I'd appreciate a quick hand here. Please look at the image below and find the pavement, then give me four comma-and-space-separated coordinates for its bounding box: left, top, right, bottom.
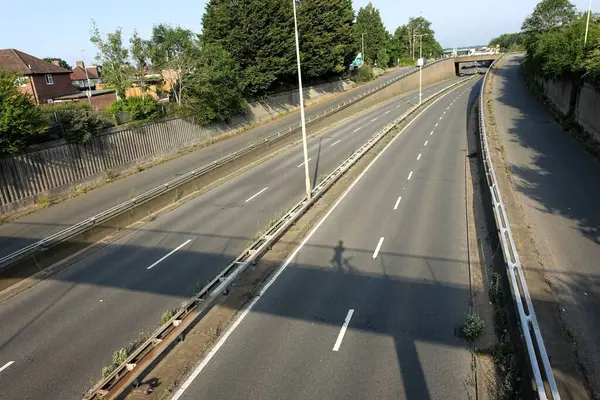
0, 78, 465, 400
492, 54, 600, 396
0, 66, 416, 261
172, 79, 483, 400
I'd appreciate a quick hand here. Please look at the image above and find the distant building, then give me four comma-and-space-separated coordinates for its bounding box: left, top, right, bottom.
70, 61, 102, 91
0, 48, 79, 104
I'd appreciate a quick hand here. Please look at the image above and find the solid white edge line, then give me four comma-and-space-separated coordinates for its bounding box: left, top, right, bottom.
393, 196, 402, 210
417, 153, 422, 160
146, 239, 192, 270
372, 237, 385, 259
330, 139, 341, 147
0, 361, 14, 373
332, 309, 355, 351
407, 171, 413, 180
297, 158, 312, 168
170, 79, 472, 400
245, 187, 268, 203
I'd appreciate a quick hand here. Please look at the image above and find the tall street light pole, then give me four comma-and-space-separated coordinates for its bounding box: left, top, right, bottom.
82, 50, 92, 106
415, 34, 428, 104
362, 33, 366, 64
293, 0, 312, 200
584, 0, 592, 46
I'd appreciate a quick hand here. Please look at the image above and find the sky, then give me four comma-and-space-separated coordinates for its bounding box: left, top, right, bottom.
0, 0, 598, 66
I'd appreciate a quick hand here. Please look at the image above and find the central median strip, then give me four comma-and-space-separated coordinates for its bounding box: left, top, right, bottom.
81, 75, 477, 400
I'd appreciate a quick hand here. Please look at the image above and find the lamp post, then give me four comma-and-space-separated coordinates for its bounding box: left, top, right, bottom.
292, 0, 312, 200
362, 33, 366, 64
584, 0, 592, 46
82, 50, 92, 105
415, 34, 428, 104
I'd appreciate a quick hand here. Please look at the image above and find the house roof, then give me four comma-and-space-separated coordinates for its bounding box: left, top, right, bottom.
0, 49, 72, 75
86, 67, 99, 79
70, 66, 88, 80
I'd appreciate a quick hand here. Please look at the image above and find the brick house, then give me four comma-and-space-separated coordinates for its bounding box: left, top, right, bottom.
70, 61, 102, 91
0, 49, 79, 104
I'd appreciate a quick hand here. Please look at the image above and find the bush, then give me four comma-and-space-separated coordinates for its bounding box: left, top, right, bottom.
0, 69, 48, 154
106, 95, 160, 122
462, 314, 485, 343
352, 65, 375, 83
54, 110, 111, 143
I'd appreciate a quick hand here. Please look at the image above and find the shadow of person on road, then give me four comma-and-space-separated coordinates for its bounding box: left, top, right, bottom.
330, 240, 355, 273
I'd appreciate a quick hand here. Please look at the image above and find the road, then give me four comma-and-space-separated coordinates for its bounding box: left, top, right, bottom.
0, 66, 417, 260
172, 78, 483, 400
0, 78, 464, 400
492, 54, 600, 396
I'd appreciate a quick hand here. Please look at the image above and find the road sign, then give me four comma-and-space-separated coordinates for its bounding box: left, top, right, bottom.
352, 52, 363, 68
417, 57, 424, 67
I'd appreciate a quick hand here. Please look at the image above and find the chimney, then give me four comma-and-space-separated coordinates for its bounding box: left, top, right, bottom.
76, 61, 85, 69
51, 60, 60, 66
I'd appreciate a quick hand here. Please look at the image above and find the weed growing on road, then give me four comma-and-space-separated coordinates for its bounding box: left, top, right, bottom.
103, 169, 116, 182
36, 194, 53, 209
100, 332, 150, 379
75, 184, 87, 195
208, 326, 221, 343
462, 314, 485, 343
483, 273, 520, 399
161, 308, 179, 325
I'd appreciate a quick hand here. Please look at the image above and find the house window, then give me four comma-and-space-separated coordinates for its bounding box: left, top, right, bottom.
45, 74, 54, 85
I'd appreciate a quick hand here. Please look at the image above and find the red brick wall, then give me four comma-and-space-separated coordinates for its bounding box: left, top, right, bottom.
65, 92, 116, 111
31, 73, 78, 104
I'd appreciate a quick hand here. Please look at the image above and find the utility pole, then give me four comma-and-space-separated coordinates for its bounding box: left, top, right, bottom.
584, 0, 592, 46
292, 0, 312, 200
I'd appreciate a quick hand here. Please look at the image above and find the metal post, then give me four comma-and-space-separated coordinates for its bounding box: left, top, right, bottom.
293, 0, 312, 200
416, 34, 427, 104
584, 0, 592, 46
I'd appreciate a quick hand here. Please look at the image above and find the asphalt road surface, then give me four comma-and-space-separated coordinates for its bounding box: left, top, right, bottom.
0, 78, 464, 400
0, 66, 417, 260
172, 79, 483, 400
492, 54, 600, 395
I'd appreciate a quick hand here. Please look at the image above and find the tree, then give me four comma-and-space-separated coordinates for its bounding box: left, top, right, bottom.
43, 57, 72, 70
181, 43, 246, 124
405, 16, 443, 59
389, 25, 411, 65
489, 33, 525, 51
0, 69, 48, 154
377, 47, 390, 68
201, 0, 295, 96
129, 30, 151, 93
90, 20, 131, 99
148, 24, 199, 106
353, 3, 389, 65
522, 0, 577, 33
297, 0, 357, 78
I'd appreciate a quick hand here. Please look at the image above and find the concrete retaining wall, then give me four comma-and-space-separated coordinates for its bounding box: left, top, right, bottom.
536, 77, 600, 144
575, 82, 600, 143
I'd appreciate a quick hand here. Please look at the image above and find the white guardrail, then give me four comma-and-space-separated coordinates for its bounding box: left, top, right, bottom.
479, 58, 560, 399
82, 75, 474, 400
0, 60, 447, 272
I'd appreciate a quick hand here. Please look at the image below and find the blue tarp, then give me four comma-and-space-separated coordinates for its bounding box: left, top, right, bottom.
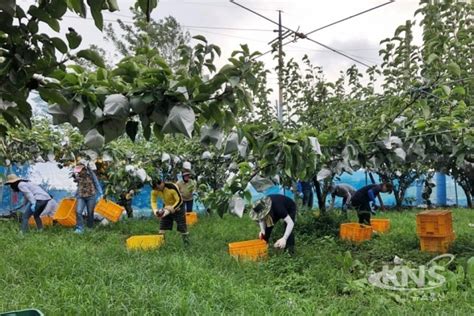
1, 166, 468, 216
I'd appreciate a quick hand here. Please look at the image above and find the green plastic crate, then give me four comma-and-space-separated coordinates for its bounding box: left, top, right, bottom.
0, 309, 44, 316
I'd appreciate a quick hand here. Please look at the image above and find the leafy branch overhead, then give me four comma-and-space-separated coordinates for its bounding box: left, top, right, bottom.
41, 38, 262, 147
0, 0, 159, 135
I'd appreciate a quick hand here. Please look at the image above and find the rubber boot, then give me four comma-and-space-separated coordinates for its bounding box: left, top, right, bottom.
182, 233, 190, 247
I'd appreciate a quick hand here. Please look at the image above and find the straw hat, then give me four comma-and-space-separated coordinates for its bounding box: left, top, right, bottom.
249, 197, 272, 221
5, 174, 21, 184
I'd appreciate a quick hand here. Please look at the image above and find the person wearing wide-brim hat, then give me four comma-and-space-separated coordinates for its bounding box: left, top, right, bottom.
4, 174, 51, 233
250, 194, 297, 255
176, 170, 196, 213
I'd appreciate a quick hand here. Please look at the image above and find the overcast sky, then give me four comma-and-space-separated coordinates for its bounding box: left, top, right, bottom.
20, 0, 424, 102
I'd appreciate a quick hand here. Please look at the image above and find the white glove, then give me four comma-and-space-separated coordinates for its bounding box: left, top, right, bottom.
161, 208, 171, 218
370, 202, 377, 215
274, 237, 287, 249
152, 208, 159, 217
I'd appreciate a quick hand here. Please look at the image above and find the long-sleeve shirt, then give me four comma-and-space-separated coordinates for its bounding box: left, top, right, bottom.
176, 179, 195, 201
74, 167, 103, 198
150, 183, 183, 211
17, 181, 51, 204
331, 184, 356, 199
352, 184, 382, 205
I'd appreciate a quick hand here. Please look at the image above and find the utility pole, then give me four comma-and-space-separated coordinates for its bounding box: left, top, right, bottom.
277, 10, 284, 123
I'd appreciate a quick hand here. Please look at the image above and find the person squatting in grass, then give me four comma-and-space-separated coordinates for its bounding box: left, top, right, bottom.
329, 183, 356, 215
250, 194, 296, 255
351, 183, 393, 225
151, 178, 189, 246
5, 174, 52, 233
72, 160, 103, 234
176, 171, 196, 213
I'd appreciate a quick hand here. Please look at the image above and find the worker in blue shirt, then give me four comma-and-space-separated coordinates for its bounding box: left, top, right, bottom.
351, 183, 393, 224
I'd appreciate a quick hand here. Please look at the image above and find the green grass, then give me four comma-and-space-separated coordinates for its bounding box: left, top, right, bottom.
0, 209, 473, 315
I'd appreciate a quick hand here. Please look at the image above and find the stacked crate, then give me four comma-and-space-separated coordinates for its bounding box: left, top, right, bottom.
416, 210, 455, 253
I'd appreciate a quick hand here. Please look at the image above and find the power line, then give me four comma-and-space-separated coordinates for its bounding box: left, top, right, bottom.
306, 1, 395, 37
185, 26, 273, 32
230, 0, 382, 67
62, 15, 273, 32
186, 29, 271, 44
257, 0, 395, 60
§
TASK DETAILS:
Restate precisely, and with nothing added, the lines from the one with "green grass, then" through the final line of the material.

SOLUTION TO THE EXERCISE:
I'd appreciate a quick hand here. Please look at the image above and find the green grass, then give me four comma-and-space-separated coordinates for its bounding box: left, top, right, bottom.
0, 209, 473, 315
I'd appreciate a quick hand here. Please look at the image above and find the stacked crate, then give me four comma-and-space-separated coordinates for its bounding box: left, top, right, bottom.
416, 210, 455, 253
I'd appreciate a quick hand here. Please look at the image above and find the power line, then give me four comma-and-space-separated coordinates for its bounding box: left, top, right, bottom.
306, 1, 395, 37
185, 26, 273, 32
230, 0, 382, 67
62, 15, 273, 32
186, 29, 271, 44
257, 0, 395, 60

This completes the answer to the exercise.